• Exercise details
Repeat the records exactly, from the line with "the white water" to the line with "163), (653, 339)]", including both of those lines.

(Lines of data)
>> Begin

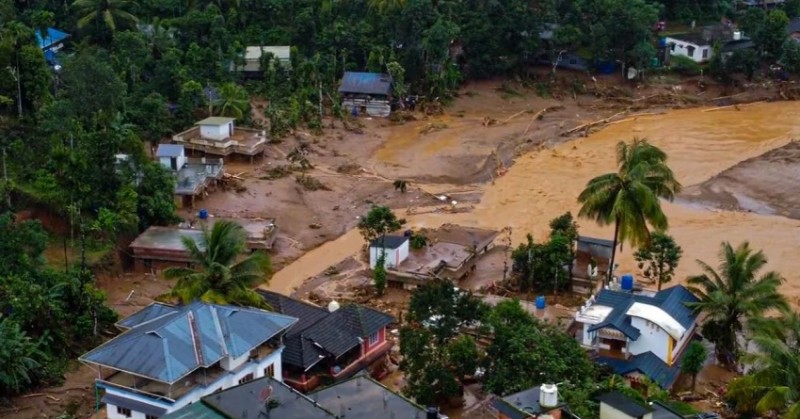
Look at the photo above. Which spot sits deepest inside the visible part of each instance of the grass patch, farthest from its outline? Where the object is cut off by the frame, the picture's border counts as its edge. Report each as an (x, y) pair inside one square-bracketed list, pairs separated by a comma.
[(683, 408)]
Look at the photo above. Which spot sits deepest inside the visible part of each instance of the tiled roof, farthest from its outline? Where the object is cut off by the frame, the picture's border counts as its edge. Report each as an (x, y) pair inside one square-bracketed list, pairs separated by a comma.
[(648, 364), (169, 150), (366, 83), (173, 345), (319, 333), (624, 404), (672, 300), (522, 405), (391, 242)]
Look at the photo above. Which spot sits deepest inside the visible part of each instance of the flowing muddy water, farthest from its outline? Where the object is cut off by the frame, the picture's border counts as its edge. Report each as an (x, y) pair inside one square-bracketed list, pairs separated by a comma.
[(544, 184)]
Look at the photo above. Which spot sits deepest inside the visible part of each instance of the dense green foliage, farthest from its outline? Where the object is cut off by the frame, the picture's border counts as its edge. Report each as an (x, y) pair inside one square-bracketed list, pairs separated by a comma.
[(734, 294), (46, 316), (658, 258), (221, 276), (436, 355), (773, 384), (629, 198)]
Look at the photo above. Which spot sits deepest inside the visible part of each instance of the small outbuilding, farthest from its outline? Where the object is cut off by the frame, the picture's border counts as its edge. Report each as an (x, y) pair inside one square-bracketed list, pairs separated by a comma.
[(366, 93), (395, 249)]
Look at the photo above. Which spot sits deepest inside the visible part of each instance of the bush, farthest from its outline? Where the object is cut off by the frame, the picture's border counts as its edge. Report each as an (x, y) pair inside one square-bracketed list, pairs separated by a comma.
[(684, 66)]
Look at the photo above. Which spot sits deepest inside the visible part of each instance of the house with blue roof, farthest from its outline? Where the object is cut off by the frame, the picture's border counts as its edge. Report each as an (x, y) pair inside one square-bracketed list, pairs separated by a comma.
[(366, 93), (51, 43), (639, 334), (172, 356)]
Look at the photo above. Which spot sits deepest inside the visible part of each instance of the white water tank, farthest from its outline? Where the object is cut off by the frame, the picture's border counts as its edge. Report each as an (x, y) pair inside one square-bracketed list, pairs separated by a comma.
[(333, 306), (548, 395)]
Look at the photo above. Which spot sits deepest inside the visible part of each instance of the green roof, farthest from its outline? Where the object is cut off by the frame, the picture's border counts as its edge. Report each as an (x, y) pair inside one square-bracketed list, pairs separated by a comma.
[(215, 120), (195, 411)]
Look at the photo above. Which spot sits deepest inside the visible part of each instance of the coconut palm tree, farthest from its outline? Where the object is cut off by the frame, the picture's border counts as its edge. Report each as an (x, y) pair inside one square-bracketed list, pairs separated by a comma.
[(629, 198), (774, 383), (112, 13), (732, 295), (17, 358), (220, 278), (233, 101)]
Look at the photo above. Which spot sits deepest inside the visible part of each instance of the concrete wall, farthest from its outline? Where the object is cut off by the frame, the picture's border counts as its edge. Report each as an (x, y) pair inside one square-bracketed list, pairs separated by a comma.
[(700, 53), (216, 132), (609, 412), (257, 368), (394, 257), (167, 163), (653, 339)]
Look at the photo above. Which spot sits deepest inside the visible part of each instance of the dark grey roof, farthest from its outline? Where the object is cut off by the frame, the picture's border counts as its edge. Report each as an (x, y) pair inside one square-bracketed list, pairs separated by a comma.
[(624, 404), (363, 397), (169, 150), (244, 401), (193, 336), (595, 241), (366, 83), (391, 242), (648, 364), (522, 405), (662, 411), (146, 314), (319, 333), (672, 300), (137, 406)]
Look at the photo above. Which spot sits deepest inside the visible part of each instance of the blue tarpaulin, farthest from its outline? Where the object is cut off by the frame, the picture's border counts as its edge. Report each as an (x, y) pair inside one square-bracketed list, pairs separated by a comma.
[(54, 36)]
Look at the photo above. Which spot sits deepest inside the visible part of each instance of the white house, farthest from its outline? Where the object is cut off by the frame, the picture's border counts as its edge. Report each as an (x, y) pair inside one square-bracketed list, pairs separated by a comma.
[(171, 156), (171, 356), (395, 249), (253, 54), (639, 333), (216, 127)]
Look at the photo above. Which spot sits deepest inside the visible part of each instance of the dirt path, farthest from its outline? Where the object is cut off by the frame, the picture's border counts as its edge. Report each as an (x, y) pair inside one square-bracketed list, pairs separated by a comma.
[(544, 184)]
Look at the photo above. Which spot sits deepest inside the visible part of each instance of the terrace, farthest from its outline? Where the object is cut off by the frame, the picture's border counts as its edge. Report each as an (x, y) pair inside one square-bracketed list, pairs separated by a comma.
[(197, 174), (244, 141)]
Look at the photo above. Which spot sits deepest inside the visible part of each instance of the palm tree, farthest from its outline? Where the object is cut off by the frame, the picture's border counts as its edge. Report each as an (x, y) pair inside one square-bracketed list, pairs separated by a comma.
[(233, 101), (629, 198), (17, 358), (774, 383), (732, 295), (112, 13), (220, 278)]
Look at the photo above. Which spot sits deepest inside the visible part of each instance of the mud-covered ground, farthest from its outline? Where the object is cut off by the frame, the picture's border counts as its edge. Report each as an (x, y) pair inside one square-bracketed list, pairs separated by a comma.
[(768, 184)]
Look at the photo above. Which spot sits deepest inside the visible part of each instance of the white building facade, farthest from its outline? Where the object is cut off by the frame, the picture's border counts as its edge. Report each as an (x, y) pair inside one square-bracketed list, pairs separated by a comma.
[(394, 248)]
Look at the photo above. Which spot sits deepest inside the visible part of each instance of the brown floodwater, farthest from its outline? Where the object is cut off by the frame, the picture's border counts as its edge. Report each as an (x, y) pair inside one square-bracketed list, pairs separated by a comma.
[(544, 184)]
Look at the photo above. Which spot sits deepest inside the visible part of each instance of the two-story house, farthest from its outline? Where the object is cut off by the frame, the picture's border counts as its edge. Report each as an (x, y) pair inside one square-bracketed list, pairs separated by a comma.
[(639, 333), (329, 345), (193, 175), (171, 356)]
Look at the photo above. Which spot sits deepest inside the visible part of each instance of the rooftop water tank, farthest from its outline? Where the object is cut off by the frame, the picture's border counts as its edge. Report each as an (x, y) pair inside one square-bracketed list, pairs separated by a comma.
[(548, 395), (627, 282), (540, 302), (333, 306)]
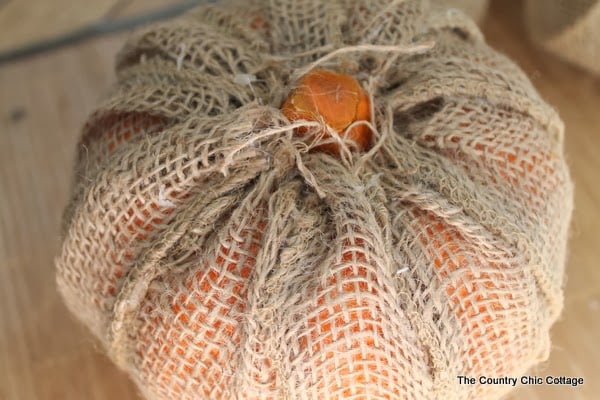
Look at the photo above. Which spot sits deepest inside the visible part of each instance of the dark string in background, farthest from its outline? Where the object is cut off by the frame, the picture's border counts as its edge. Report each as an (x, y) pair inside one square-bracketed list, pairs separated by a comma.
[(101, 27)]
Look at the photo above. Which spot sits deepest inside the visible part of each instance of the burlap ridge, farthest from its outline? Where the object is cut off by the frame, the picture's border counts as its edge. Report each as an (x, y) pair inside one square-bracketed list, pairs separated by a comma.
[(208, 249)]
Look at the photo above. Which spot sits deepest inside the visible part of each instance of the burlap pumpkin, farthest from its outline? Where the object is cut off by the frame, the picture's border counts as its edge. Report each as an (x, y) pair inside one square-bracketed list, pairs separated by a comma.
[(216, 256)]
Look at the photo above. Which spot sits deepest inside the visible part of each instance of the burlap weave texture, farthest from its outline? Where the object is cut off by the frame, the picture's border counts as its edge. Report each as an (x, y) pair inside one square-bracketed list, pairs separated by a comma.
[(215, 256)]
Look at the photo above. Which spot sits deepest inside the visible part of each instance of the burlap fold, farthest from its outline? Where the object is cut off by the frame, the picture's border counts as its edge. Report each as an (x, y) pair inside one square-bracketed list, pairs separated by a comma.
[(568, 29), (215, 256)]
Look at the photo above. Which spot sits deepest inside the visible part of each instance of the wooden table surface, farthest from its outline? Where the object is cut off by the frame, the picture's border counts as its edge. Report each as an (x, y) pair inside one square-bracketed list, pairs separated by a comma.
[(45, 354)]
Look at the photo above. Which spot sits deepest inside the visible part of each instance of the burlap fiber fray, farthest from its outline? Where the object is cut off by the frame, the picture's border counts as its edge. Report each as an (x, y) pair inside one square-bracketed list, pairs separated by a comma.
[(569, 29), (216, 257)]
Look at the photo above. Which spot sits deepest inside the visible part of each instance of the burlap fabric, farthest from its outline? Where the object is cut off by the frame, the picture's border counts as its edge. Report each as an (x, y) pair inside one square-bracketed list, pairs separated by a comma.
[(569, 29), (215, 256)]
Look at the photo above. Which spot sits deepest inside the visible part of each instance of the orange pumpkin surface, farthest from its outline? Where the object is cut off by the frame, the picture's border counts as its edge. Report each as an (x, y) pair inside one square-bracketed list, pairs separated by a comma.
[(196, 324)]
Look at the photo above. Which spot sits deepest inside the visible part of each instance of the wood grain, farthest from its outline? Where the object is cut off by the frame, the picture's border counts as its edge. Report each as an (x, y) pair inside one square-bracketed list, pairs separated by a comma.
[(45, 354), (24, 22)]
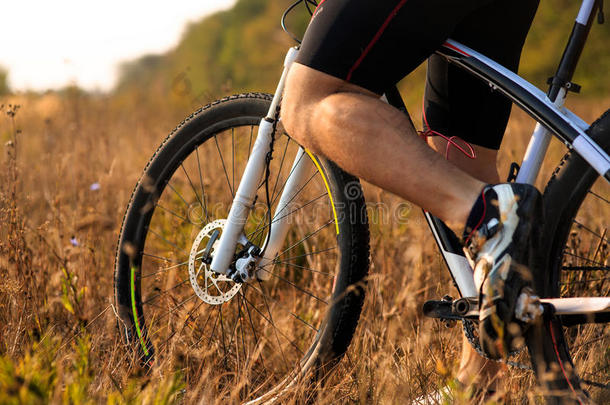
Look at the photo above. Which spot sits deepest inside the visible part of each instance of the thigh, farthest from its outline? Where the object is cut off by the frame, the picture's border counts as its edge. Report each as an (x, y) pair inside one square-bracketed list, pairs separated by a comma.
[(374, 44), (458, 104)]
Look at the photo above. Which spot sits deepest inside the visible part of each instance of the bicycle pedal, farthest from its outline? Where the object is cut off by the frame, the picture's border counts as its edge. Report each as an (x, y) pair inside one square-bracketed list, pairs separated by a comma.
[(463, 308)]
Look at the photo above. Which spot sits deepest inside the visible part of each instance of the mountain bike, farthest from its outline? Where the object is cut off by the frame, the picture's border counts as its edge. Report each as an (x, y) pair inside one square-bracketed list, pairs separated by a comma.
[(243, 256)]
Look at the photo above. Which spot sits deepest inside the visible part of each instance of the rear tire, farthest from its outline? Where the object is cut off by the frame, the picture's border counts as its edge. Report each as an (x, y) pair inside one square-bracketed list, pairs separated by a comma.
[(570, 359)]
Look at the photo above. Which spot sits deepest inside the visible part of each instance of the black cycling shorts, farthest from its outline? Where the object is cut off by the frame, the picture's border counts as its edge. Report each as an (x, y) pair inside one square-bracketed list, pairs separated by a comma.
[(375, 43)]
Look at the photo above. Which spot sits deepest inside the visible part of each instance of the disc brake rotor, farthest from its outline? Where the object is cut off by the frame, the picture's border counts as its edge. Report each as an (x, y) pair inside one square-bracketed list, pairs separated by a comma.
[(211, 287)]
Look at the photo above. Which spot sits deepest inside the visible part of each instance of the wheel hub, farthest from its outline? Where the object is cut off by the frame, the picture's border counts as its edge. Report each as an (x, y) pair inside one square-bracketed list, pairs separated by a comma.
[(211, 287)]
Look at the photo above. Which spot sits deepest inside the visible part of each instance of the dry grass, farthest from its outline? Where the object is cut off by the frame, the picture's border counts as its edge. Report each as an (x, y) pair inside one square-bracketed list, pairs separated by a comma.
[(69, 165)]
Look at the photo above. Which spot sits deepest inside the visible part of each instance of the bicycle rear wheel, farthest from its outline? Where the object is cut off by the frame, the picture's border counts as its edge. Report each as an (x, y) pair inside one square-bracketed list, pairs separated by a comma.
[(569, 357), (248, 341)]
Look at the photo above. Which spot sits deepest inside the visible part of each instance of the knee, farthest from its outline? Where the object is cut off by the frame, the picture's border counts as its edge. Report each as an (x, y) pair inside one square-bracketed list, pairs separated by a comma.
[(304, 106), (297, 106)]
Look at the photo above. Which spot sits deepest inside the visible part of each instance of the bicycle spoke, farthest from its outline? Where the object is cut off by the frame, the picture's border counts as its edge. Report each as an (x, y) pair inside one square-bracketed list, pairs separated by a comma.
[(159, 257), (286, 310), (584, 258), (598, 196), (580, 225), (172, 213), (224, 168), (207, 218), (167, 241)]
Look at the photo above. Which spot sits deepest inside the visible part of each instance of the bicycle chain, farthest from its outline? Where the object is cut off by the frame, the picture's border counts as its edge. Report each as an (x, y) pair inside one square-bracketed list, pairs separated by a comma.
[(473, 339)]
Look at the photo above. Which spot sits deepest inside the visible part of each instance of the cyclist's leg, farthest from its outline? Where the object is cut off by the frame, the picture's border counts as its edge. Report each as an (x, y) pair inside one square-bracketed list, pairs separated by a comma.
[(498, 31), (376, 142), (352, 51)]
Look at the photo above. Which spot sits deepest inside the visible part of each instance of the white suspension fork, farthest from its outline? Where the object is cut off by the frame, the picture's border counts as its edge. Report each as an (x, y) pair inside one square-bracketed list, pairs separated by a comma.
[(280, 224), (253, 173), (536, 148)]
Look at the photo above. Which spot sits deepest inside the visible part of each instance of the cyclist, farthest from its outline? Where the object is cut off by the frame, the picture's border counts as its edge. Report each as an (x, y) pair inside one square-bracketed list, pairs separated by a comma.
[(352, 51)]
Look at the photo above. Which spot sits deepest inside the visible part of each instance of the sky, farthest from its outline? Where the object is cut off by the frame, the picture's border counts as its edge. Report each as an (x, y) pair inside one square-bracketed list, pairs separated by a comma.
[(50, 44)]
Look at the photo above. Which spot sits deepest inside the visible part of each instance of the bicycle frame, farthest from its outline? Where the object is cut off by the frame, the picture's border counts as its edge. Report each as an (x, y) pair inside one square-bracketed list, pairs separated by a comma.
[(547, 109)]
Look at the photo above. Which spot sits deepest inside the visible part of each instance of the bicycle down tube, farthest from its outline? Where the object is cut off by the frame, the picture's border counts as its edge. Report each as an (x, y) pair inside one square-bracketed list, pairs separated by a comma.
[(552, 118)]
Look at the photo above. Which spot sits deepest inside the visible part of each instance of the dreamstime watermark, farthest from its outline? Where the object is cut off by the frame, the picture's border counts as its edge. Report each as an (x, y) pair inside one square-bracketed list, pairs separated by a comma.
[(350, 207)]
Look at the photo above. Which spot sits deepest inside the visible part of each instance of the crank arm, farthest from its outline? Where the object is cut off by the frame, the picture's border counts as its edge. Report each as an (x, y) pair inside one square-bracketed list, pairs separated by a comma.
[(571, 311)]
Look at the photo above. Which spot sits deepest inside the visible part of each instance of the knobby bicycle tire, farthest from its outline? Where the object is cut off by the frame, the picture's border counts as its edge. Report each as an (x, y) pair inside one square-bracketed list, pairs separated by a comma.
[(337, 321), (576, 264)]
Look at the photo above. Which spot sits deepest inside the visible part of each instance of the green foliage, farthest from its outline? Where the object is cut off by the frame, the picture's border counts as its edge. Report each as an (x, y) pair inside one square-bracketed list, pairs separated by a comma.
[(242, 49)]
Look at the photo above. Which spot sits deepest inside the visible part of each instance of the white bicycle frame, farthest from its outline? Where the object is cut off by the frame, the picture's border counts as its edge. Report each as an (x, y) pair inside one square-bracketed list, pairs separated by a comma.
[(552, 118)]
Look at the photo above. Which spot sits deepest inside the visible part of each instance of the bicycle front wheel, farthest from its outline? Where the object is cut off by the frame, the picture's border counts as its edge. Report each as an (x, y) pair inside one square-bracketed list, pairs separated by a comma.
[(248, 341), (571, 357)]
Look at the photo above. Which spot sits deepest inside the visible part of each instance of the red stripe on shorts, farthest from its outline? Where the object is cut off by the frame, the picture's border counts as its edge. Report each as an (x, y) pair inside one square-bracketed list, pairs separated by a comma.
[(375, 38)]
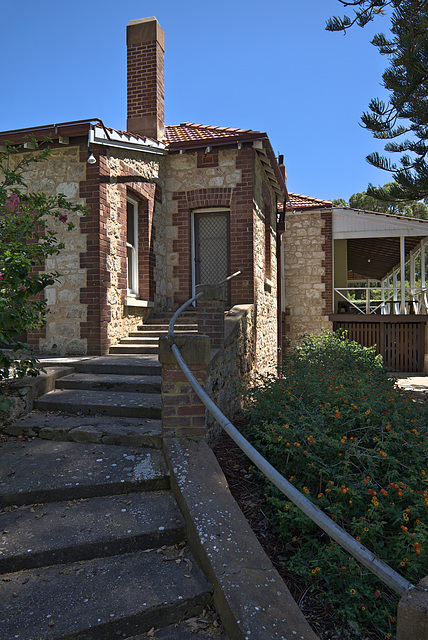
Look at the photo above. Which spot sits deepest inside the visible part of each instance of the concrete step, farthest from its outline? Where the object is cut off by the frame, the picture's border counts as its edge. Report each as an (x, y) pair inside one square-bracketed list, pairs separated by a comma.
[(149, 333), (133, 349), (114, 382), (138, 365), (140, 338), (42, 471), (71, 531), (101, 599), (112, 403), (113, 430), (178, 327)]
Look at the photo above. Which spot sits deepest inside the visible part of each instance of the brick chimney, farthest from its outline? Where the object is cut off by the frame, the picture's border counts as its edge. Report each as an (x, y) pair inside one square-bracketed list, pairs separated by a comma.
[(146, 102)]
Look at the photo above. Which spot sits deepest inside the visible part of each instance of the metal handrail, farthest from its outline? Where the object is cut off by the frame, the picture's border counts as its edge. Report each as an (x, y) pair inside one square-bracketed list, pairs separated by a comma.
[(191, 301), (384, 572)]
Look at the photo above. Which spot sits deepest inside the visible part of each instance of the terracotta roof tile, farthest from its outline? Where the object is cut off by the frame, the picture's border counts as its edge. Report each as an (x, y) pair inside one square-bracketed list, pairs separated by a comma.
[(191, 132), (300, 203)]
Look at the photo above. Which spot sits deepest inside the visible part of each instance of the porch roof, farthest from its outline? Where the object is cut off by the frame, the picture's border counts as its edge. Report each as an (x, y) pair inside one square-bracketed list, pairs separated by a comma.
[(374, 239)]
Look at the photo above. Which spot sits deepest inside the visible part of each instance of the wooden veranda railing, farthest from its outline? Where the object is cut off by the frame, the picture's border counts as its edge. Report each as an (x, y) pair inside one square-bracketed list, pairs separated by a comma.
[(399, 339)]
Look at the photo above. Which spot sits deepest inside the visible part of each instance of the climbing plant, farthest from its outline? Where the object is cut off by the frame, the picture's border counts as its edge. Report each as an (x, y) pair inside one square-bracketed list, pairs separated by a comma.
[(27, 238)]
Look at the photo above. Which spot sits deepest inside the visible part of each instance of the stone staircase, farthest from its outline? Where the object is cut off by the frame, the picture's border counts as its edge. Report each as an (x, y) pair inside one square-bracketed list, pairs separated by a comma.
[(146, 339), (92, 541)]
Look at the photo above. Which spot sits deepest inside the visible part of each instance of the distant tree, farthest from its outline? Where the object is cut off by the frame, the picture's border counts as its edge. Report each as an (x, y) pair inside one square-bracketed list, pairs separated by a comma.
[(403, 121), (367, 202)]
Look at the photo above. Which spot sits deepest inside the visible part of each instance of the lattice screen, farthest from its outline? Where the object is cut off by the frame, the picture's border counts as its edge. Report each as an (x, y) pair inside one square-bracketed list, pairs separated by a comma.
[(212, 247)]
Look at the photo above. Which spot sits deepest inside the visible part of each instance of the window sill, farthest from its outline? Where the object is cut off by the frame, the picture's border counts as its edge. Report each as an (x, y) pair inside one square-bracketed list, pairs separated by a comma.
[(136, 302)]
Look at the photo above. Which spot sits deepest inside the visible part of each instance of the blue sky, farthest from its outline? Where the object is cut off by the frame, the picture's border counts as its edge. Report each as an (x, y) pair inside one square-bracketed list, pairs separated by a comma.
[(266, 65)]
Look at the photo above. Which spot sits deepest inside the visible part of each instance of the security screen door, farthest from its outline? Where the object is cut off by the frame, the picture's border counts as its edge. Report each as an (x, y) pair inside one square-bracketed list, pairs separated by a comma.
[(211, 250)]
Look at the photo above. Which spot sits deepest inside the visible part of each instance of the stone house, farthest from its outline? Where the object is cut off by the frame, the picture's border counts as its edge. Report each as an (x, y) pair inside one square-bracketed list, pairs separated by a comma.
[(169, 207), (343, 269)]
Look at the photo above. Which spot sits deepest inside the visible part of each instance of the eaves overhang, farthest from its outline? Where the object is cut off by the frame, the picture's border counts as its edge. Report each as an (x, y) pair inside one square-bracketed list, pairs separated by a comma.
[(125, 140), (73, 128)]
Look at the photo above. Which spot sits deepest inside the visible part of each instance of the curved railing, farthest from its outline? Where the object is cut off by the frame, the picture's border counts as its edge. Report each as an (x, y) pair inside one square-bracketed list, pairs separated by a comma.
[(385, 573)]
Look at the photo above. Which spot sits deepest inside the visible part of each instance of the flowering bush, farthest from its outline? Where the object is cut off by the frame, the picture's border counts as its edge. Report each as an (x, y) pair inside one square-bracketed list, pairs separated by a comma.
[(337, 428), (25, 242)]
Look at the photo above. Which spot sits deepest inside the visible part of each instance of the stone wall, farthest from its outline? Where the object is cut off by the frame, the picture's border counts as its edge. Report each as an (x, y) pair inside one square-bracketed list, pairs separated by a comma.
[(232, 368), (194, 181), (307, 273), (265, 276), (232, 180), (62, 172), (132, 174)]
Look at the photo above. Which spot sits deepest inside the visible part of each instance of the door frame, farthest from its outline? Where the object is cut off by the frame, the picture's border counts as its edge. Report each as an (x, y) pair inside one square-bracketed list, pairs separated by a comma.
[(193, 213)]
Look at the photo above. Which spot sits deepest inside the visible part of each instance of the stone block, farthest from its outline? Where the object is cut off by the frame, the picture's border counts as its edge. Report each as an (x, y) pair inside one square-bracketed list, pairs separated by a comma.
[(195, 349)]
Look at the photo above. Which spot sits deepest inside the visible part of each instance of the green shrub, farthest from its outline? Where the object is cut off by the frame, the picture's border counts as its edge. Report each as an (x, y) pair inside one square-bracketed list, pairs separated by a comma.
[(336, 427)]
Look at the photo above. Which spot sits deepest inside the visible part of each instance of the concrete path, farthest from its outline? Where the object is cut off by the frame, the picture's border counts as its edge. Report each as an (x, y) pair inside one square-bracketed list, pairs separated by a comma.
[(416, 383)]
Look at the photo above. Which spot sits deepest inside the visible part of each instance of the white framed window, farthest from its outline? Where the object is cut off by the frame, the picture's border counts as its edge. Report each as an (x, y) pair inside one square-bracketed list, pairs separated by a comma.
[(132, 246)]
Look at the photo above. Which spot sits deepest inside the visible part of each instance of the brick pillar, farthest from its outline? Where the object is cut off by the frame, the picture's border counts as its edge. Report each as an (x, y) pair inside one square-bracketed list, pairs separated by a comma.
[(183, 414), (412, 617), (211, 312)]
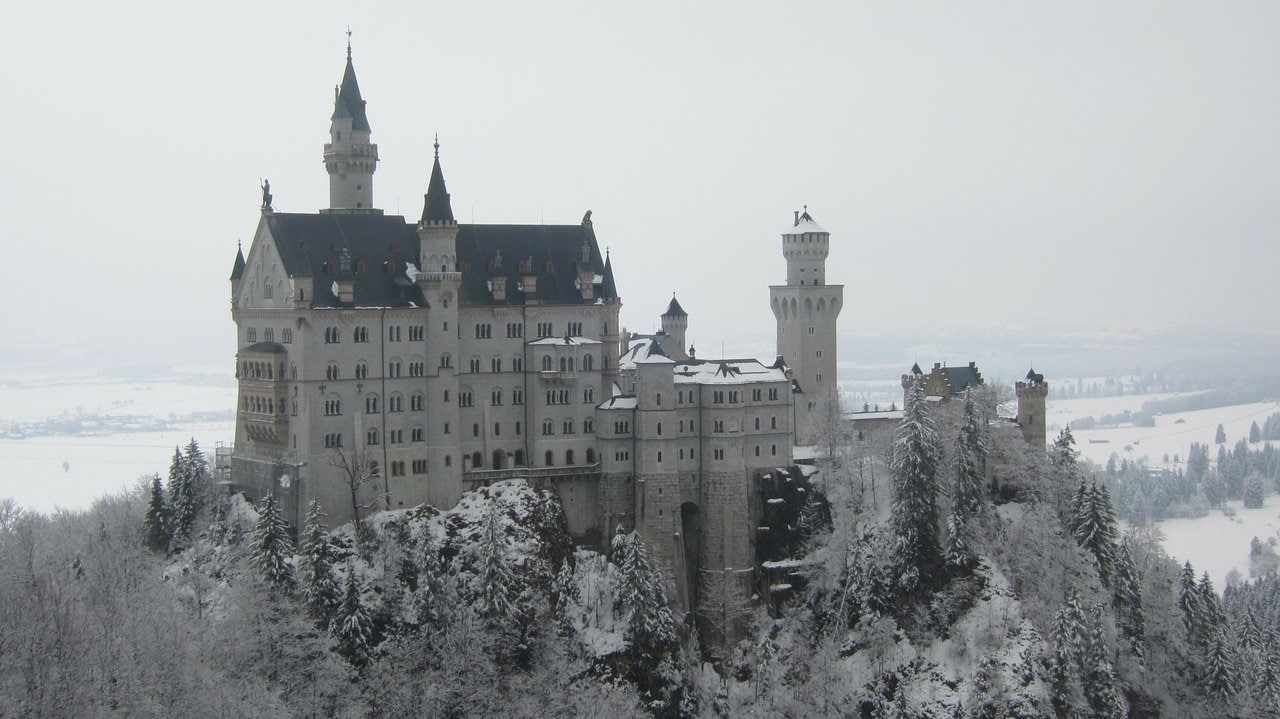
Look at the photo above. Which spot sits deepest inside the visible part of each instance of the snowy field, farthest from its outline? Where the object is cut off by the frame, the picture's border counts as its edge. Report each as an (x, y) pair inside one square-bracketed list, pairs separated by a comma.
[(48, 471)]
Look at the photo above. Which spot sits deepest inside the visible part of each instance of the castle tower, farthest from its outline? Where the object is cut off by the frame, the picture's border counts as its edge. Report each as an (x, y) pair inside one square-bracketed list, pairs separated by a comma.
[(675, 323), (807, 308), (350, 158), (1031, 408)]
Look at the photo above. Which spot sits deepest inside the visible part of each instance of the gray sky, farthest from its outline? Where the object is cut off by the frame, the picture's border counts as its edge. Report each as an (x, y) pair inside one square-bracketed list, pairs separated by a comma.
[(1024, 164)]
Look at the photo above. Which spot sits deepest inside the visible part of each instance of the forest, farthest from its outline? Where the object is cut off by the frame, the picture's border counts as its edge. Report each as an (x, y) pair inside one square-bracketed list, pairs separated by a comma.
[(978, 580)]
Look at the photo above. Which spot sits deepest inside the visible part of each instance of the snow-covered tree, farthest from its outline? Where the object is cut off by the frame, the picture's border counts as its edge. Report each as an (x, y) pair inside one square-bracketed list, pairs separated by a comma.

>> End

• The solution
Look at the photo above. Which spot sits deepest inside the visible part of each instance of the white water tank, farthest from its outline? Where the object is cut off by the frame, the picture's border counts as its edge. Report each as an (x, y) pair inside one square-bracketed list, pairs separated by a comma.
[(333, 306), (548, 395)]
Look at the photo above. Which spot sits deepest inside the visible part of each instance of the green roof, farthest from its outline? Where the object is cut off by the frame, the picture's border counts as its edge. Report each as an (x, y) pair inside one square-bracketed list, pairs separated by a comma.
[(215, 120), (195, 411)]
Look at the photo above. Which spot sits deepest inside the visible part of each instance of the coconut palm tree, farthest from its outline? Where the object is cut off by the frame, the picture's border counts as its edge. Report each as an (x, y) pair inside one square-bracketed list, pairs separated by a comma.
[(629, 198), (774, 383), (112, 13), (732, 295), (17, 358), (220, 278), (233, 101)]
Look at the photo above. Which spot sits deepest inside the visible part of each instance of the concrete wall, farthest from its outline? Where the object is cut off by the frame, the picture's border counts as its edge. Report each as an (x, y) pair inside one square-bracketed list, pairs separated by a comma.
[(700, 53), (216, 132), (609, 412), (257, 368), (394, 257), (167, 163), (653, 339)]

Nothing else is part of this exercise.